■ EXERCISE AIM
Rewrite the lines of the listing between the one containing "find the window frame in the photo above" and the one containing "Query: green tree", inclusive, renaming "ceiling" to "overhead" and leaving everything else unchanged.

(Entries for pointing and labeling)
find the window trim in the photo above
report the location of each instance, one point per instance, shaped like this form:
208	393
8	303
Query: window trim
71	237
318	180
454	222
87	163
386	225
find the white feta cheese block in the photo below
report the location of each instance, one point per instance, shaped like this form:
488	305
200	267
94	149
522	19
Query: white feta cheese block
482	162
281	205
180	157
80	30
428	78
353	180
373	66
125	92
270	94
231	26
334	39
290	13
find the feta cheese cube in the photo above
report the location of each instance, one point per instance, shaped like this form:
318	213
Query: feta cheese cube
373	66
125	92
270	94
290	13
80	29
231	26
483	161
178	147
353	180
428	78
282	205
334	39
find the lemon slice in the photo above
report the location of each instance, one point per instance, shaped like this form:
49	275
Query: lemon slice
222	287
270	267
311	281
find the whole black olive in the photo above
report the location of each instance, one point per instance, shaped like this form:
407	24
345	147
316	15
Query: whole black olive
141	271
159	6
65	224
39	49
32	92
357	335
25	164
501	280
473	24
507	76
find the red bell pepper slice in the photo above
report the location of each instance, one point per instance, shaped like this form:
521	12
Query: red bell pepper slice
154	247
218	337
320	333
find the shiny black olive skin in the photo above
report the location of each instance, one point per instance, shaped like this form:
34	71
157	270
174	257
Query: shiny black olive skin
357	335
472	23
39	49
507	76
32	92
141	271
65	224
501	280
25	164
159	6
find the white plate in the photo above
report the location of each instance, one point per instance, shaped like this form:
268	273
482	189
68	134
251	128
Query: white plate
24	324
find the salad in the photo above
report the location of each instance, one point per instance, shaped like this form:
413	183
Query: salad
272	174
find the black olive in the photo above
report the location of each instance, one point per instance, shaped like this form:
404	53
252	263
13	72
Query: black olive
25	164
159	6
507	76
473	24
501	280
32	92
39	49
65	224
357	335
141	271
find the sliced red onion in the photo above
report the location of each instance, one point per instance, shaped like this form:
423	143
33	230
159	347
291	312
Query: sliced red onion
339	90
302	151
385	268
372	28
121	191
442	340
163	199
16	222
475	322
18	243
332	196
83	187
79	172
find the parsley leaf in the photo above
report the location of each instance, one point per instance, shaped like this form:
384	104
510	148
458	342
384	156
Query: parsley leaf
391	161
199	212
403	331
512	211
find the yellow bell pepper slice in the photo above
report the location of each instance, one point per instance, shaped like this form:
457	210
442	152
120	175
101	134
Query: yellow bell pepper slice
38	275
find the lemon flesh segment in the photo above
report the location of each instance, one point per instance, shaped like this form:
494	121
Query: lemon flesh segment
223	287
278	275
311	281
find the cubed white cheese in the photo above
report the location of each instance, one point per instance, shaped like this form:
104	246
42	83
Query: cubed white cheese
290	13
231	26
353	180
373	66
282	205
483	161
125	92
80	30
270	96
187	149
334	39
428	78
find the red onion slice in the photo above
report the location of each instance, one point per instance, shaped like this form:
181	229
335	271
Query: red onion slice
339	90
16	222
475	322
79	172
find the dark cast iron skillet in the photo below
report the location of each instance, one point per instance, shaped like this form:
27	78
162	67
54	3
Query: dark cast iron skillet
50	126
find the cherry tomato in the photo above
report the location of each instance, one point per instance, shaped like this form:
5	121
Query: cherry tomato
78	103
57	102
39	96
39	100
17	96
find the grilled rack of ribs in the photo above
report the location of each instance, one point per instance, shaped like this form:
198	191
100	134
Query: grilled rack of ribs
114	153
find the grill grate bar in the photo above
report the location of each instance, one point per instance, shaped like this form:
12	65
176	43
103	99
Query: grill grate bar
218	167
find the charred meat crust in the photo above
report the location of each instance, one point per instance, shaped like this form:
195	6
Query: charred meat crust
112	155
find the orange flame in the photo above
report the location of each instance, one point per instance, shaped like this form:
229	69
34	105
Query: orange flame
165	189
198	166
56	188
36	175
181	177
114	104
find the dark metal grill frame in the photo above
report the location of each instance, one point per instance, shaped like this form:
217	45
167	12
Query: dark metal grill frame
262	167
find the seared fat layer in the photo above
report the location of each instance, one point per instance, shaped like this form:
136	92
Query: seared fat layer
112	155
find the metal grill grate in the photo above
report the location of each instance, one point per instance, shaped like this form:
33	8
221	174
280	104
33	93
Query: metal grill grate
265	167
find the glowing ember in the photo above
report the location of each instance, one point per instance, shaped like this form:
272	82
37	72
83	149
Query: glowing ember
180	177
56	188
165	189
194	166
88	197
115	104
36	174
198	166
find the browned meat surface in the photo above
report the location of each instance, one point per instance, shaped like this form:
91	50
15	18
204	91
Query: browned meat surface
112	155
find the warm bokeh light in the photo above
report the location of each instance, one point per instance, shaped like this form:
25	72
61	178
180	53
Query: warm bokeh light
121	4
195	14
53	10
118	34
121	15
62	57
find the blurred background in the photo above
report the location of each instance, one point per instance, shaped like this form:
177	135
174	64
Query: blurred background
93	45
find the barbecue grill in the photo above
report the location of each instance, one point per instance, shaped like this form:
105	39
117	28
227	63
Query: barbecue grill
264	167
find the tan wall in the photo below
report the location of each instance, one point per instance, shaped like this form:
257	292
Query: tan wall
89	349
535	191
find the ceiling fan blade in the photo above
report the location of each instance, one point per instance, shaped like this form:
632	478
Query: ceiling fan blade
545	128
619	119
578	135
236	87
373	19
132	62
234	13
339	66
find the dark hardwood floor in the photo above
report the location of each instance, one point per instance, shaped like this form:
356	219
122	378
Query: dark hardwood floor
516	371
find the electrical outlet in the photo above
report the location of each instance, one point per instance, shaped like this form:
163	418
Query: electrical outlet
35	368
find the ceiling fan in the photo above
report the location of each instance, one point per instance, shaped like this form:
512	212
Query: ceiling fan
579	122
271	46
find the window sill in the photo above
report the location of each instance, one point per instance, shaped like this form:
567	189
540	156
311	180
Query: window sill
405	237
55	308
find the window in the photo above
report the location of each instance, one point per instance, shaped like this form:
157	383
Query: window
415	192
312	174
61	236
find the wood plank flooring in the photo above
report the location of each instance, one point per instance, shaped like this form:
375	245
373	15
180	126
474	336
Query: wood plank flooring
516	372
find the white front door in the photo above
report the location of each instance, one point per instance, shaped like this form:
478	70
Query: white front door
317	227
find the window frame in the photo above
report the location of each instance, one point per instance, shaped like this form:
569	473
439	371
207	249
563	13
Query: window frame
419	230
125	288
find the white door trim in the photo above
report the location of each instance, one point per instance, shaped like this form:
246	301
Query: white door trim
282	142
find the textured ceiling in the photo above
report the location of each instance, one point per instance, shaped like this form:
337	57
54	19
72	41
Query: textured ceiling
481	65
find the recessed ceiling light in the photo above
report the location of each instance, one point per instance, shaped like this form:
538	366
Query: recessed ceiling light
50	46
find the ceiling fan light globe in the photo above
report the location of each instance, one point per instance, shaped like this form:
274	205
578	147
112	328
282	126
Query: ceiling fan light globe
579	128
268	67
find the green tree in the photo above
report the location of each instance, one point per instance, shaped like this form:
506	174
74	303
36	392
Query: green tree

...

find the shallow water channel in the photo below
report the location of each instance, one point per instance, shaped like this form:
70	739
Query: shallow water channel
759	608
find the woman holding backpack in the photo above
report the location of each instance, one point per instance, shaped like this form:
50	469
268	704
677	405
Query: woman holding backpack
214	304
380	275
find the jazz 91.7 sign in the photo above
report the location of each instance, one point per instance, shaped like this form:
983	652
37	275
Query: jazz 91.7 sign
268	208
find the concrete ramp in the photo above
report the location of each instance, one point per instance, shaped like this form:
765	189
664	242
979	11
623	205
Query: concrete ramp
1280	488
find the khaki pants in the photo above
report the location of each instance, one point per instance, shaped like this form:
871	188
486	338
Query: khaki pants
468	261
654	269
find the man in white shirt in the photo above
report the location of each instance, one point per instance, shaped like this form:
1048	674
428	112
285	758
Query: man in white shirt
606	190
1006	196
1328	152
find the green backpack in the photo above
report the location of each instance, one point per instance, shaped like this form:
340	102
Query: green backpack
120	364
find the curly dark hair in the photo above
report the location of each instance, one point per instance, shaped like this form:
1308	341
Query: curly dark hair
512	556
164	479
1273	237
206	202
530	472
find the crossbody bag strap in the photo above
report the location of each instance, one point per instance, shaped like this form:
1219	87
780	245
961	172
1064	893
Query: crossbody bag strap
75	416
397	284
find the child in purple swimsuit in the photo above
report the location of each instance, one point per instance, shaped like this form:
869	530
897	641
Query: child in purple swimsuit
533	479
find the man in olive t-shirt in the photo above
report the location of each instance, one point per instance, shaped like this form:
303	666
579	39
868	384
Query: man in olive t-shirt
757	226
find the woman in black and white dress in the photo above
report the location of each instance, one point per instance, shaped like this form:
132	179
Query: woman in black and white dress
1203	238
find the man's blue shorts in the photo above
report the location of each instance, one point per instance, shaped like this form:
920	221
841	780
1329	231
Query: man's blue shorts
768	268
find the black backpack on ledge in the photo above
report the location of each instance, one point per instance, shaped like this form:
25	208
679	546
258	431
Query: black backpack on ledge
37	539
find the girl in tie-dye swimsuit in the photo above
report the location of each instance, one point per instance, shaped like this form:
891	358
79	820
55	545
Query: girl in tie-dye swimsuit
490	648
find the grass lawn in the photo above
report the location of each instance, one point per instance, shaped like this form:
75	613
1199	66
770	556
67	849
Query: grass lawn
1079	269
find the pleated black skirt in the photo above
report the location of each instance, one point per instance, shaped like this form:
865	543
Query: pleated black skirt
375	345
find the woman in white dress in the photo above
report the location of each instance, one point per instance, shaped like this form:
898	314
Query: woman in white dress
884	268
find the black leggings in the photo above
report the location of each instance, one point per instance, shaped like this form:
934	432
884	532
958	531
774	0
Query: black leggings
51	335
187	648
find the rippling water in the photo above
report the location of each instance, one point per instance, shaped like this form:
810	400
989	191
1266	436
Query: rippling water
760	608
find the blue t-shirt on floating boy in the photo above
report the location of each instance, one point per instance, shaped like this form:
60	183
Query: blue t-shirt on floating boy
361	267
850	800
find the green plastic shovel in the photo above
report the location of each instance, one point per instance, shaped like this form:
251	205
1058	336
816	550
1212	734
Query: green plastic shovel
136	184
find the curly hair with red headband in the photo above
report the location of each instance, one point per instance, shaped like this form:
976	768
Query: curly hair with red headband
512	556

--

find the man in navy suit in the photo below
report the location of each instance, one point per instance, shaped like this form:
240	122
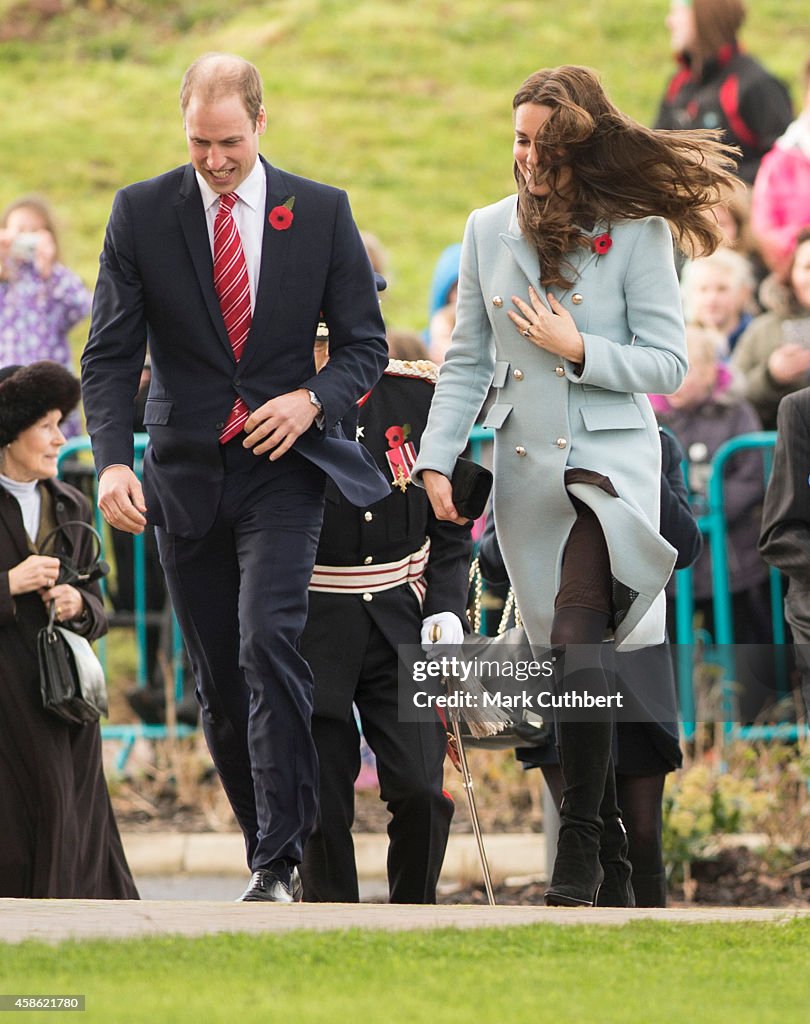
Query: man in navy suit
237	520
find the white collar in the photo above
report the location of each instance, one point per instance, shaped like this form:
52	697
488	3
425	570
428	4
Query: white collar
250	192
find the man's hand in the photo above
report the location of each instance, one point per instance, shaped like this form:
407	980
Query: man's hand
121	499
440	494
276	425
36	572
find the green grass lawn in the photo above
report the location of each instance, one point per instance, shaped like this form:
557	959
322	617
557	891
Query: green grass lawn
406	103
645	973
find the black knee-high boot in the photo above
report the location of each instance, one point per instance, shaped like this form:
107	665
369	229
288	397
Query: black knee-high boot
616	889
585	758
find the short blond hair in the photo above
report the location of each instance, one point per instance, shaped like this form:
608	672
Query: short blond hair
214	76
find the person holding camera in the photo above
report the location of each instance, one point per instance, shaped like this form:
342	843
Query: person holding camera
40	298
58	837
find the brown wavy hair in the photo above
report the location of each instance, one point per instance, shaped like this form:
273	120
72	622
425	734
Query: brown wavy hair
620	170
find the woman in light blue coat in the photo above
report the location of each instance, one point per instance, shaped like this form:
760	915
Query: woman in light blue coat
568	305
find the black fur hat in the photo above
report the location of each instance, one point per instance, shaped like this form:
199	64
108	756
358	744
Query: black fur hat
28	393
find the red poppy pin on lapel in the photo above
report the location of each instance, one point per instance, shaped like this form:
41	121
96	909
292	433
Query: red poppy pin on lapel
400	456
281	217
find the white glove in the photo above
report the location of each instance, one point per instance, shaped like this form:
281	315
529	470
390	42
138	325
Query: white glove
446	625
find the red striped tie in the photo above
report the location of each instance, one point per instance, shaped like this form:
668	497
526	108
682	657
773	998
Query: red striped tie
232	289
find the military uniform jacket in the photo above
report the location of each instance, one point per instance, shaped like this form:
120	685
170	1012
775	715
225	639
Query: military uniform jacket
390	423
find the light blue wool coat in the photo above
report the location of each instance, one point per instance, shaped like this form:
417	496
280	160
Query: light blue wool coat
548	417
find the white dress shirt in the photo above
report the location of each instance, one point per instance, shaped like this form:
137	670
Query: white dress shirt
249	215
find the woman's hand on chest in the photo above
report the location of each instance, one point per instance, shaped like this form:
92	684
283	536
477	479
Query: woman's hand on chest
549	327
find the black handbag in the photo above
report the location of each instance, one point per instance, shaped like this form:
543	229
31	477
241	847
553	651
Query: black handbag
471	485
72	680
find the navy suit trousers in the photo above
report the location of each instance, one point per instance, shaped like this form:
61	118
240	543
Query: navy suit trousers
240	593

■ RESULT
find the window frame in the photo above
report the location of each instance, one point per instance, shaped like this form:
569	473
439	371
207	249
563	13
Query: window frame
419	230
125	288
find the white door trim in the photo above
report the location of each instance, one point per instance, shaped like this form:
246	301
Query: white door trim
282	142
find the textured overhead in the photo above
report the location of each instance, one point per instance, shaped like this form:
337	57
54	19
72	41
Query: textured overhead
481	65
find the recessed overhead light in the photo above
report the location of each instance, one point per instance, shaped like this form:
538	366
Query: recessed overhead light
50	46
find the overhead fan light globe in the photo above
report the location of each instance, one point per instance, shaped like this form:
274	205
578	147
112	328
282	126
Query: overhead fan light globe
579	128
268	67
find the green tree in the photo above
report the location of each instance, one point per instance, shaped like this form:
506	174
74	303
36	392
Query: green tree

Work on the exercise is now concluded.